Mumbai, traffic, agency
In 2012, I landed on a magnificent opportunity to spend some time, almost a month, in India for a project with the BMW-Guggenheim Laboratory, a traveling think-tank devoted to discussing urban issues in a project-based way, including the conduct of a few experiments on the local citizenry. I was based in Mumbai and I think that over that short period of time, my mind came to mirror the stirring, chaotic, magnificent mess of this city with a storm of ideas, assessments, re-assessments, and epiphanies about how cities, and people, worked. I think back on that experience and others that I enjoyed with “The Gug” as it was called in other world cities as a critical part of my education as I tried to transition from an old country psychologist studying weird, little laboratory-based bits of animal behavior to someone trying to figure out how to apply my methods to issues that mattered a lot to a lot of people.

**WRITTEN TASK 1**.
Answer these questions from the Mumbai passage.
(a) In what year did the writer have the opportunity to go to India?
(b) In which city was the writer based?
(c) What was the BMW-Guggenheim Laboratory called in other world cities?
**WRITTEN TASK 2**.
Resume the Mumbai passage after its final sentence, adding one paragraph in the same voice.

**Coordinate labeling data**.
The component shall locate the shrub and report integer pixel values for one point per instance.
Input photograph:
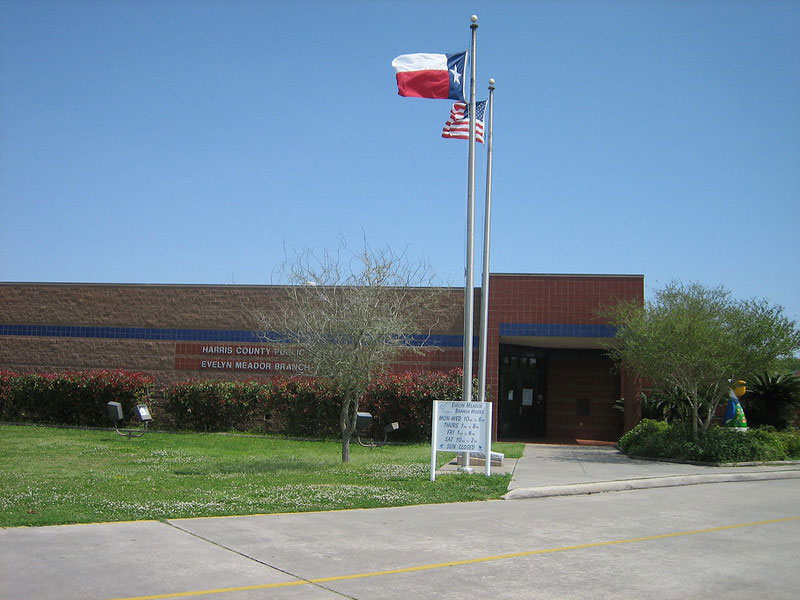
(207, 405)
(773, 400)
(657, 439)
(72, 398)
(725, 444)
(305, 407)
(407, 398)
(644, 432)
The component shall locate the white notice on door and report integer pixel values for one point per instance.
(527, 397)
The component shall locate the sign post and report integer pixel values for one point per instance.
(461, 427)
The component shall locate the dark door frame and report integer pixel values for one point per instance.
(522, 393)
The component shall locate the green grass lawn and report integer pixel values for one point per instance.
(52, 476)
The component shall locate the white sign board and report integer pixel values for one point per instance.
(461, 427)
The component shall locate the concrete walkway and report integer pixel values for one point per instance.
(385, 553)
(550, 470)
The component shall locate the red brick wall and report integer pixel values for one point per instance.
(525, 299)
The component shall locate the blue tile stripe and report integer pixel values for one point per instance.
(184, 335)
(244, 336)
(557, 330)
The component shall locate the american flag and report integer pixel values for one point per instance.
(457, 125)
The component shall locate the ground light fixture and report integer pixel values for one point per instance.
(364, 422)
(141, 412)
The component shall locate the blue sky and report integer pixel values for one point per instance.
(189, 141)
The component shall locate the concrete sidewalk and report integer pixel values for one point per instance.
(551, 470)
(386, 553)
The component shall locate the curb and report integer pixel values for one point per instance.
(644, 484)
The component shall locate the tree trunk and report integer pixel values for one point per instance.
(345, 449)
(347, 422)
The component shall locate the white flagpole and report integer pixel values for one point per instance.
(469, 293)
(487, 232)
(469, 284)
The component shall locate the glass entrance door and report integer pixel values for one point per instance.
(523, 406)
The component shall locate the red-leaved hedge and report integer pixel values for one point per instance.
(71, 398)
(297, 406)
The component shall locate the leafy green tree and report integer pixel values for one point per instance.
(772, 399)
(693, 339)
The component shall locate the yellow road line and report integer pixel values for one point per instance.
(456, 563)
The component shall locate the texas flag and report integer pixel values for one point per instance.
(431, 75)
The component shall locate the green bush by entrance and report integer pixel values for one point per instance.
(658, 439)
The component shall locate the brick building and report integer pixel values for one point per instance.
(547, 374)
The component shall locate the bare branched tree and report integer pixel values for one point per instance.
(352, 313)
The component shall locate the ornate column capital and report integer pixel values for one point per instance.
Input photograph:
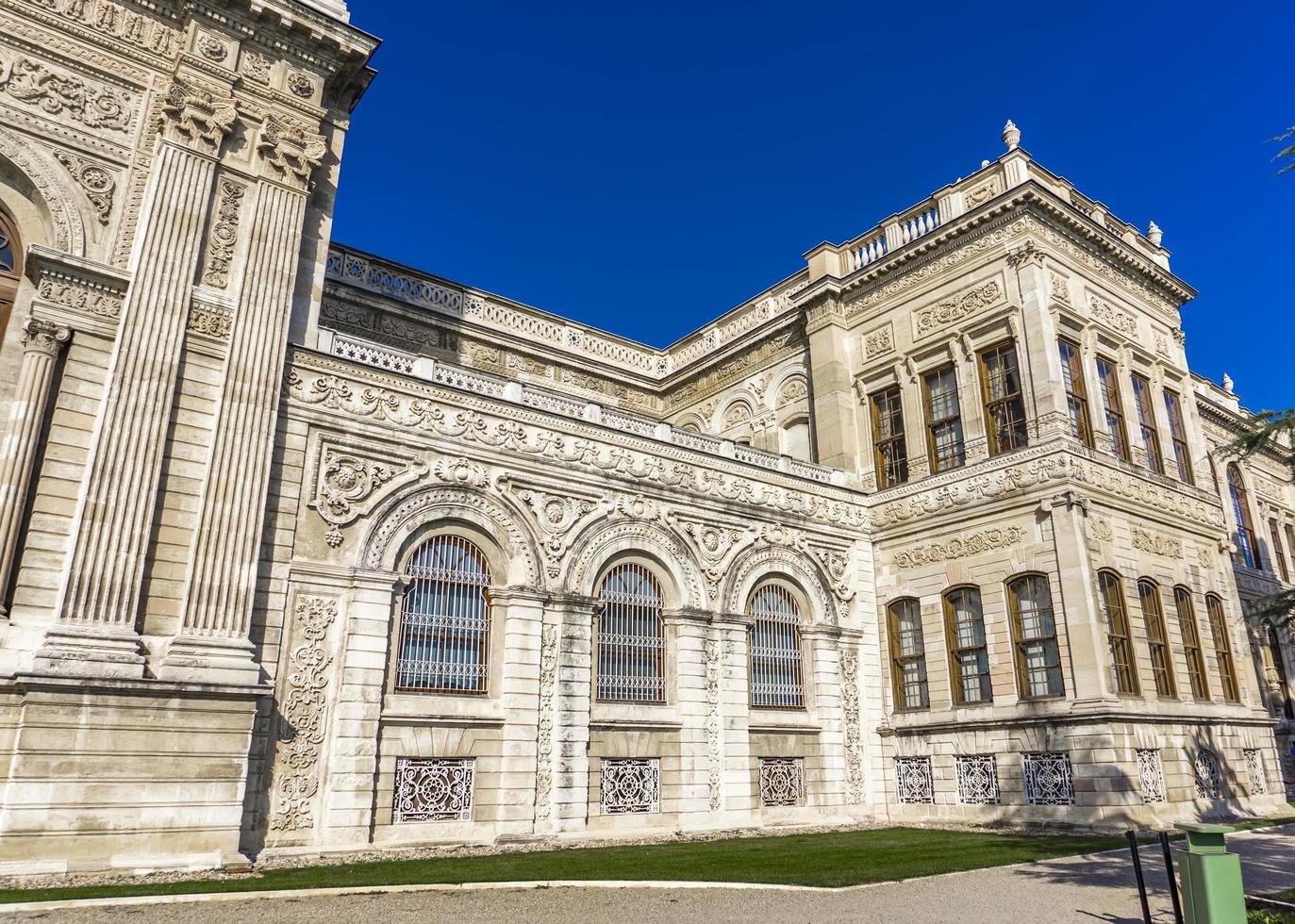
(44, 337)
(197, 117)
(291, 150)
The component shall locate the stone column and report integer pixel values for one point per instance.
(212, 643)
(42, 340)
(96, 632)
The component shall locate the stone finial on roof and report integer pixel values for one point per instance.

**WRITTEN ANSWER 1**.
(a) 2012
(b) Mumbai
(c) "The Gug"

**WRITTEN ANSWER 2**.
It’s wonderfully nostalgic to think back on many of the experiences that I had over that month. On my very first day in the city, for example, I decided to walk from my plush hotel to an outdor laboratory set in a lush garden fronting a museum. According to the map, the distance was less than two kilometres. I set off after a hearty breakfast of dhosas, ignoring the calls from the drivers who parked outside the hotel waiting for passengers, with the intention of a quick, orienting walk through the streets. About an hour later, when I arrived at the lab, soaked in sweat, eyes crossed, adrenaline pumping, I realized my education had begun. The streets, so thick with crowds of people, colours, aromas of spices blending with the smells of freshly slaughtered chickens, the din from traffic, shouting hawkers at street-corner braziers offering up simple but heavenly snacks made of nothing more than white bread, potato, and seasonings was an utter feast for my senses. In that hour, I decided I could never leave India. Goodbye wonderful wife, goodbye children, goodbye career, goodbye devoted cats, I had been hypnotized and ensnared. Though I came to revise that latter opinion (to the great relief of my wife and my cats….possibly my children), my attachment to the city has never really waned.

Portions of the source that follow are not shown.